** Start SUPPLIED ENTRIES **
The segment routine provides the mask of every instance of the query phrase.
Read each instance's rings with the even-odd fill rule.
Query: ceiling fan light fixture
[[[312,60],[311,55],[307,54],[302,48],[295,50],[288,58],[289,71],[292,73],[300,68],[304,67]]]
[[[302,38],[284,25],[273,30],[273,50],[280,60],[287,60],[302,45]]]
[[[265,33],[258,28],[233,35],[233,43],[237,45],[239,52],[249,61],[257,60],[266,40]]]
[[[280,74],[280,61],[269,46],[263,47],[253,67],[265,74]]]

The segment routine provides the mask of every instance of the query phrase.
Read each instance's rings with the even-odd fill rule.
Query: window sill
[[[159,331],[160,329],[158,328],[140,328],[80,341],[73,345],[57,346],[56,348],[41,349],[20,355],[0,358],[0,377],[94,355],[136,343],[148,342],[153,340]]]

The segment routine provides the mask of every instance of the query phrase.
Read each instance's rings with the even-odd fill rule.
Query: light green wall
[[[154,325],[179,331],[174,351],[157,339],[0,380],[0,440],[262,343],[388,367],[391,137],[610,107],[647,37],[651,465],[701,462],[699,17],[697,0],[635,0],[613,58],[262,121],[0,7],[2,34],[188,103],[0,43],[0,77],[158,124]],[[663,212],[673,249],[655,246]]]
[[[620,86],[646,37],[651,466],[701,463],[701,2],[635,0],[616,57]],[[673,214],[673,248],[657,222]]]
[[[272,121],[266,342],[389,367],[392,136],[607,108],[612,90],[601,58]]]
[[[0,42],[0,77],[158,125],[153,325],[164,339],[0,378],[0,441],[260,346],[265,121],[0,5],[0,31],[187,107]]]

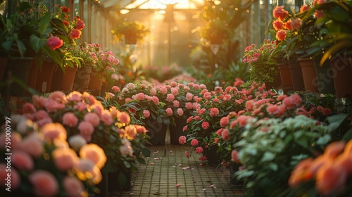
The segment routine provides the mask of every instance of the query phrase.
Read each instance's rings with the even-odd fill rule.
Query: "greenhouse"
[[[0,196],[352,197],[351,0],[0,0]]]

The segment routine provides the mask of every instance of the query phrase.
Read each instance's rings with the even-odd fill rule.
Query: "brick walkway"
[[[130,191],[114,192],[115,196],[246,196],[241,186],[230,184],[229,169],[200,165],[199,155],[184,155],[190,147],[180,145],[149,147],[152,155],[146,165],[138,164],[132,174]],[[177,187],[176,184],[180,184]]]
** End SUPPLIED ENTRIES **
** Start SUPPLIED ENTRIES **
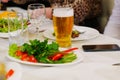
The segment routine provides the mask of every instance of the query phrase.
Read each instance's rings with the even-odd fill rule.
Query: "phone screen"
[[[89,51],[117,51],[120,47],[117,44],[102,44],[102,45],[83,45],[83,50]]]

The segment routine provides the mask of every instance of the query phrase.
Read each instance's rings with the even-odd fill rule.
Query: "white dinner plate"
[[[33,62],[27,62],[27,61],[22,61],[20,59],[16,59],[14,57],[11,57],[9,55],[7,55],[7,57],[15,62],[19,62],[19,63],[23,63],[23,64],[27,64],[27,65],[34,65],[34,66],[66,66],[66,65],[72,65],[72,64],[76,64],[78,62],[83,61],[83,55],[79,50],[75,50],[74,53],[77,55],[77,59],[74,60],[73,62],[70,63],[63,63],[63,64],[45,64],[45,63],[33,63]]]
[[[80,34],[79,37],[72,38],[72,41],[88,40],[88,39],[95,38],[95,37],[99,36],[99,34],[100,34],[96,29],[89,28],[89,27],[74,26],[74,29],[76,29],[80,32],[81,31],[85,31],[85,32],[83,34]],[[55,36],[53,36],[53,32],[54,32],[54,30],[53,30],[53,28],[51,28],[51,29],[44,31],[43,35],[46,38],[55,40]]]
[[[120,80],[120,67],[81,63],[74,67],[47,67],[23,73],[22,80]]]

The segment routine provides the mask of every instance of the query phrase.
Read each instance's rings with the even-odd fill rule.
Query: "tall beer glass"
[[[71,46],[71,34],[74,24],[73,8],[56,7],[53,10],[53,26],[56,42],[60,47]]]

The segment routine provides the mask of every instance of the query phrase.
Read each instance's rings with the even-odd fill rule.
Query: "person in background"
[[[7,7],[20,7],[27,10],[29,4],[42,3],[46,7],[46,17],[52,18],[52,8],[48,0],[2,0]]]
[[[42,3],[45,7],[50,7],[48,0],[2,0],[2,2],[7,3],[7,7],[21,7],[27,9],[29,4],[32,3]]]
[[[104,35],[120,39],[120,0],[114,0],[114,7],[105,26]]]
** End SUPPLIED ENTRIES **
Identify every line in the items above that contains the word "light", and copy each such line. Uppercase and lowercase letters count as different.

Query: ceiling fan light fixture
Query: light green wall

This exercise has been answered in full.